→ Written exercise
Copy out every line of the records below that contains the word "electrical". Match upper and lower case.

++++++++++

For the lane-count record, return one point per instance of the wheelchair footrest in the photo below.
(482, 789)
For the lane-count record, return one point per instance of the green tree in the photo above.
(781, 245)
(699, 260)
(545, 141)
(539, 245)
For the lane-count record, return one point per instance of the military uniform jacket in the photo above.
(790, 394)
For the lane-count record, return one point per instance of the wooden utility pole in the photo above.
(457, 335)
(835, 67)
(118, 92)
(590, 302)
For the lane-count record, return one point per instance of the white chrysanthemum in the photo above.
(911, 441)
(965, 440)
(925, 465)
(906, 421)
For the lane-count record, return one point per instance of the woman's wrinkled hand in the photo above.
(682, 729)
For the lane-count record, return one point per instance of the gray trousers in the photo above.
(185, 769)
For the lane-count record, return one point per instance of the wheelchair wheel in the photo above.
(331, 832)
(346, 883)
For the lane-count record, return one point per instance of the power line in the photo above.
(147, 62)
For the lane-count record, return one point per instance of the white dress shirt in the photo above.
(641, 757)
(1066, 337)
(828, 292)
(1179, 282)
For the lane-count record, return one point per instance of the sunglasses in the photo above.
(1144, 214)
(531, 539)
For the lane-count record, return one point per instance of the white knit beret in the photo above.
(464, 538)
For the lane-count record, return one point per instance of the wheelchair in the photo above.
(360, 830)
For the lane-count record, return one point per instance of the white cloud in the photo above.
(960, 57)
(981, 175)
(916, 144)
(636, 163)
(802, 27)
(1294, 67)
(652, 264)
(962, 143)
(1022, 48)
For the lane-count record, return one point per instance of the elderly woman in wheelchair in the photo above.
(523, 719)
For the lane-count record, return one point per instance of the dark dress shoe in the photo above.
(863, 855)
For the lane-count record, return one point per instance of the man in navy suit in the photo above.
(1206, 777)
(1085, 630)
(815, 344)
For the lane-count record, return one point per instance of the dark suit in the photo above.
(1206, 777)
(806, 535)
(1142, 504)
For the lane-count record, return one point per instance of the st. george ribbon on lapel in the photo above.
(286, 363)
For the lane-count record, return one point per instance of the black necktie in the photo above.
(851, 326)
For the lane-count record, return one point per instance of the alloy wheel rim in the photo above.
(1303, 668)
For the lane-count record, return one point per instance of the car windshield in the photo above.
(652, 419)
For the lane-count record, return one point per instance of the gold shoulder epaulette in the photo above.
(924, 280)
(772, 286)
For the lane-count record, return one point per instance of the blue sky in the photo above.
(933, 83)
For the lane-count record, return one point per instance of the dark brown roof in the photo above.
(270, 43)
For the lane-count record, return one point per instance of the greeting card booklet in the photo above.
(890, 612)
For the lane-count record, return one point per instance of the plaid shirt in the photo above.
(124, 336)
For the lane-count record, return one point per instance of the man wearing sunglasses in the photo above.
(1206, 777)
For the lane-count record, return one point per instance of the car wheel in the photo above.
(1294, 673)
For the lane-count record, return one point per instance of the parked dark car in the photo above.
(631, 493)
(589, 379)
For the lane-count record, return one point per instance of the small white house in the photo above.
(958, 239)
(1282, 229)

++++++++++

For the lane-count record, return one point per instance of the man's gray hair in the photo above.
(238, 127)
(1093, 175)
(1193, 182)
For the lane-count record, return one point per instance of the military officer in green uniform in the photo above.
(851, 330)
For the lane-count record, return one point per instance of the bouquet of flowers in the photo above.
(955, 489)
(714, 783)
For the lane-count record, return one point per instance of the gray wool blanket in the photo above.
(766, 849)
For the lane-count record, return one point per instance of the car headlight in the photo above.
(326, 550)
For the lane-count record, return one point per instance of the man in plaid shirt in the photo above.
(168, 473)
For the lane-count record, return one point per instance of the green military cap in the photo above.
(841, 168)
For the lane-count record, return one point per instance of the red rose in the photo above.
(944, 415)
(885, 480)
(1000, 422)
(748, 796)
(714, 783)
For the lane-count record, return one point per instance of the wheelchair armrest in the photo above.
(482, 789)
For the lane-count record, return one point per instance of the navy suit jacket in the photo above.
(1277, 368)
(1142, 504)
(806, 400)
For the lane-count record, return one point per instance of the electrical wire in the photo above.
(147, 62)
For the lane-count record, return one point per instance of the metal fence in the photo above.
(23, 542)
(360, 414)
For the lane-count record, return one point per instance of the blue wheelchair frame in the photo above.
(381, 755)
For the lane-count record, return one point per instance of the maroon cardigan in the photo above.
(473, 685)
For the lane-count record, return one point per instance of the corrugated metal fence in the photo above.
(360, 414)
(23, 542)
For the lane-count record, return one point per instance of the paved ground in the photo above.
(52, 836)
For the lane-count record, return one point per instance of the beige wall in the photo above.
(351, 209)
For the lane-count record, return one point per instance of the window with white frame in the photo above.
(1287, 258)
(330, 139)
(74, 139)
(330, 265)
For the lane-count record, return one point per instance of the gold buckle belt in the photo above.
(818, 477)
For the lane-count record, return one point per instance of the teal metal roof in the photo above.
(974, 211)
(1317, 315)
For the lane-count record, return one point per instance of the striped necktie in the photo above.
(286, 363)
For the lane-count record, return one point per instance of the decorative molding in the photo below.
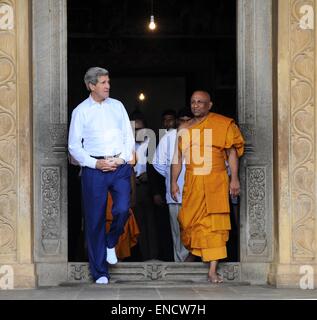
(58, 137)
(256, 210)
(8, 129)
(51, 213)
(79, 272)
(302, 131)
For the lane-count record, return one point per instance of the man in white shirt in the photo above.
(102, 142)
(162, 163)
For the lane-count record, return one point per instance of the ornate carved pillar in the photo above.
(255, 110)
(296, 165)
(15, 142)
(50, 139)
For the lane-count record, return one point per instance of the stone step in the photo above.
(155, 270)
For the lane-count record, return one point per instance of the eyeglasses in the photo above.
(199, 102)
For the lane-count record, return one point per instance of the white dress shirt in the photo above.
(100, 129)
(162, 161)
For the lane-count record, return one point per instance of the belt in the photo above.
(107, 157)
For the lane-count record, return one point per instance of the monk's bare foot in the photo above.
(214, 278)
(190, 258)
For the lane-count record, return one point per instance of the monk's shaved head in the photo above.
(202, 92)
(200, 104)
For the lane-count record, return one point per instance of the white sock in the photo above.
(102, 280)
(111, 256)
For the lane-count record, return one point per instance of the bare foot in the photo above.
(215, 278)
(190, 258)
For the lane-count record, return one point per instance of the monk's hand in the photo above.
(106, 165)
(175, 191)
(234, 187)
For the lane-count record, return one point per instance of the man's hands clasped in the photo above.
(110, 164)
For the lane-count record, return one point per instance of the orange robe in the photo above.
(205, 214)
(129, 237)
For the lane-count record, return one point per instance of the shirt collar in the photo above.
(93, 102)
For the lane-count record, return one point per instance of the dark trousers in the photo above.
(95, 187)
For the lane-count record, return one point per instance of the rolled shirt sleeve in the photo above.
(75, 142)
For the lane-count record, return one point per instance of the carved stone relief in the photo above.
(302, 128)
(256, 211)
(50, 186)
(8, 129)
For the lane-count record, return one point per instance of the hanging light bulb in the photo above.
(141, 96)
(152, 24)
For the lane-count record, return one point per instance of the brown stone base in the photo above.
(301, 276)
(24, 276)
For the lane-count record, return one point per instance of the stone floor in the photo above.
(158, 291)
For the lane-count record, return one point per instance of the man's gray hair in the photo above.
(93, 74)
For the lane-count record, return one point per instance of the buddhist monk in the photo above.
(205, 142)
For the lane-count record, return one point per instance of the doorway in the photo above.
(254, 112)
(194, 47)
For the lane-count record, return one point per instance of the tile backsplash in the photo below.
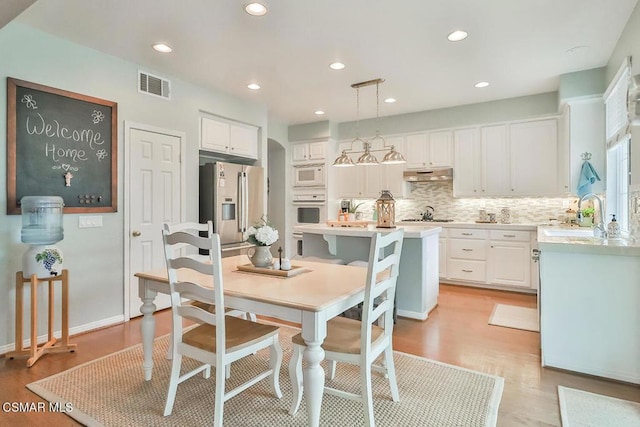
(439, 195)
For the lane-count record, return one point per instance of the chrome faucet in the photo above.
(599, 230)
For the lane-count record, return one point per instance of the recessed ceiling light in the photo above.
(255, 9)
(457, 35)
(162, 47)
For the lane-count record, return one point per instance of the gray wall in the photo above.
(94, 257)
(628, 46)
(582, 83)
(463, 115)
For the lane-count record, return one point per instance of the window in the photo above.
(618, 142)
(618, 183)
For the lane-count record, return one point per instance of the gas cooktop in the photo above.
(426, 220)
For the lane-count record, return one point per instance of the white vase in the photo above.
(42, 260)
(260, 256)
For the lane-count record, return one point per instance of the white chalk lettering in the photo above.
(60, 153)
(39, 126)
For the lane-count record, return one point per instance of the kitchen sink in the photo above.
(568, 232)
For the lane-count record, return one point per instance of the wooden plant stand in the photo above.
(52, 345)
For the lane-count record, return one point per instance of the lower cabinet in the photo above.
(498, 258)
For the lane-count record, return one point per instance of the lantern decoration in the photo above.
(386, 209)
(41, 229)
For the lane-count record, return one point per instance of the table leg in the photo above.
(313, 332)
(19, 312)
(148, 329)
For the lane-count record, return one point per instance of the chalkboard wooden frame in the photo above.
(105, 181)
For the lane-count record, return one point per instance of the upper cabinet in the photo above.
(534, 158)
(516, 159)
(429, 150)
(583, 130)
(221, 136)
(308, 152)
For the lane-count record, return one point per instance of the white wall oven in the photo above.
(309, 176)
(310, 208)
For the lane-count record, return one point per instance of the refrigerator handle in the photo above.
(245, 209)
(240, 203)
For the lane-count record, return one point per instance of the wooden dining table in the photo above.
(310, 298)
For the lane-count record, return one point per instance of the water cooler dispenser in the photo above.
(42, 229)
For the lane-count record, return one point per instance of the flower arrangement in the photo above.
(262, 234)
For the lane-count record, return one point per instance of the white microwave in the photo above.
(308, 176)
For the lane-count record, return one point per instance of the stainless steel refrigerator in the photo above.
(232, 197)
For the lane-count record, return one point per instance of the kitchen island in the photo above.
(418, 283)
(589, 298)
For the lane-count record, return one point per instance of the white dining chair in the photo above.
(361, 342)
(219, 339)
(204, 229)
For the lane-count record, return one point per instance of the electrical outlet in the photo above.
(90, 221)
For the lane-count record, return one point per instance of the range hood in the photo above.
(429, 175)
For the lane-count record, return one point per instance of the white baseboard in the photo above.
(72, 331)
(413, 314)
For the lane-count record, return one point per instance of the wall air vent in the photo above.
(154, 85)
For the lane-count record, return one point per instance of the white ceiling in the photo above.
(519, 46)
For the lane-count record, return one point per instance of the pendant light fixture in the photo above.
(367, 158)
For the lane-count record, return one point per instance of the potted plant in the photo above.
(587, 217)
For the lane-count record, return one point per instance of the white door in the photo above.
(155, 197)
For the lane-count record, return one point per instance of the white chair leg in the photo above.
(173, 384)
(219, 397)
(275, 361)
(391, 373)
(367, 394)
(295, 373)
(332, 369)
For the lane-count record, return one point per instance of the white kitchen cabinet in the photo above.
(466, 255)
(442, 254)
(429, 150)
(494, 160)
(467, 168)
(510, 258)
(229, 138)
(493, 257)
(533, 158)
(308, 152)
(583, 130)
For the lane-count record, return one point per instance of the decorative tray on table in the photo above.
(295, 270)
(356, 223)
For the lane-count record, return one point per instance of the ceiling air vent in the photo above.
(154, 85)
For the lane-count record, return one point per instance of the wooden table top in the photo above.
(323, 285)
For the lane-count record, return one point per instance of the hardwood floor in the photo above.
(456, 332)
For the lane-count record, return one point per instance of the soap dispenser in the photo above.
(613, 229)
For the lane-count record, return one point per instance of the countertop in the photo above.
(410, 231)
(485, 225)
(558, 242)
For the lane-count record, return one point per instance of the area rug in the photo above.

++++++++++

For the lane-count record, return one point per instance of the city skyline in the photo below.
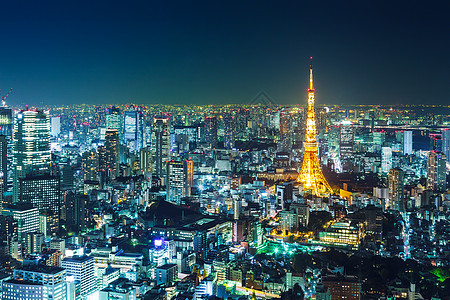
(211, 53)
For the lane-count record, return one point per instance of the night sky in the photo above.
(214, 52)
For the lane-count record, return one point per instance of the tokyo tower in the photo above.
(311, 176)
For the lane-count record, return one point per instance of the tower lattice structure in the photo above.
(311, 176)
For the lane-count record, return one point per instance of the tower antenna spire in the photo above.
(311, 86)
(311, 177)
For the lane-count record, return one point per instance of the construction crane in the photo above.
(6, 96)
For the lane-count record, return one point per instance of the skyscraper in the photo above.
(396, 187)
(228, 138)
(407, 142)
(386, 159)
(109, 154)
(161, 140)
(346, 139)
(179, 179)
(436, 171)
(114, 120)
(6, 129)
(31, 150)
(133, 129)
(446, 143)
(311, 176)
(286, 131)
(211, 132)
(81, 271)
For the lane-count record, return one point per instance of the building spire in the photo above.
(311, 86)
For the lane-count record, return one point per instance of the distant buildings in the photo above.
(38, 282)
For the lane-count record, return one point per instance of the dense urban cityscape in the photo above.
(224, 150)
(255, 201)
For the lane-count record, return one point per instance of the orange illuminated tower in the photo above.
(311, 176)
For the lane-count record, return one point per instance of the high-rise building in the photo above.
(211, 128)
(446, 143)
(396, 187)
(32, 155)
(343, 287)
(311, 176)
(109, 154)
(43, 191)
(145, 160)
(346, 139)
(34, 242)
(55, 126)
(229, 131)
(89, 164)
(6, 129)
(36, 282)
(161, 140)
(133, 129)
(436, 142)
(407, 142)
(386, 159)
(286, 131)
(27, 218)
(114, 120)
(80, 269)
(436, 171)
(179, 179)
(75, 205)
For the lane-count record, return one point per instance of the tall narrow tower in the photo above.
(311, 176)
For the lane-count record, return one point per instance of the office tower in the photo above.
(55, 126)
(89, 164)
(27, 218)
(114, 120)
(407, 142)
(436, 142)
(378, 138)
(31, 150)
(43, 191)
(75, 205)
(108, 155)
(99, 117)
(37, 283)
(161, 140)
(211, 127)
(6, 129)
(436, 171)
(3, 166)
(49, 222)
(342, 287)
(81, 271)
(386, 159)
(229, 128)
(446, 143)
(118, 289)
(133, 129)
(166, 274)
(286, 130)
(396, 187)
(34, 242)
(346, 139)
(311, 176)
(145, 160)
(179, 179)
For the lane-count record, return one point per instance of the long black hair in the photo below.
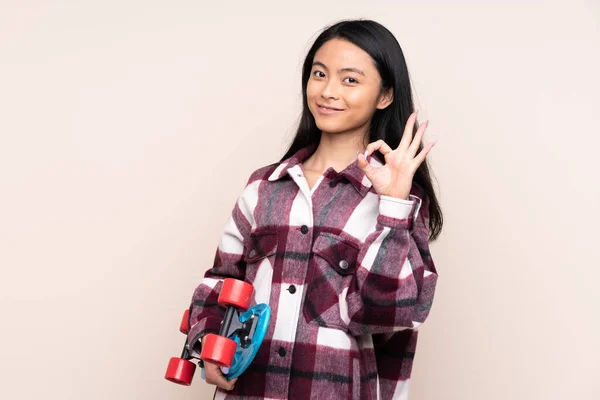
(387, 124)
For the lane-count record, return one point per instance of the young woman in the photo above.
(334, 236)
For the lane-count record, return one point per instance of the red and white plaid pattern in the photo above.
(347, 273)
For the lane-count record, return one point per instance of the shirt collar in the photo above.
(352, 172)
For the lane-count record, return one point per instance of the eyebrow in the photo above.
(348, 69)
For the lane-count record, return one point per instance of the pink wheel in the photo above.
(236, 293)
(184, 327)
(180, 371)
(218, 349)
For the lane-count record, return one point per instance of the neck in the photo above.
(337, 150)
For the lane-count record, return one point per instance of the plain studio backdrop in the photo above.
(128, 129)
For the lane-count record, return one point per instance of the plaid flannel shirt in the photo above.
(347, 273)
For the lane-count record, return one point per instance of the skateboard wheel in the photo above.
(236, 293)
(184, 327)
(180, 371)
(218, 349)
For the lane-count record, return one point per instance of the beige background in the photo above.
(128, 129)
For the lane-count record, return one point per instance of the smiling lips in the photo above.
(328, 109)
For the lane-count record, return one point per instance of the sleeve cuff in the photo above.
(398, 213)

++++++++++

→ Exercise result
For the lane-count record, return one point per instance of the electrical wire in the photo above.
For the lane-count record, return one point per instance of the electrical outlet in the photo above.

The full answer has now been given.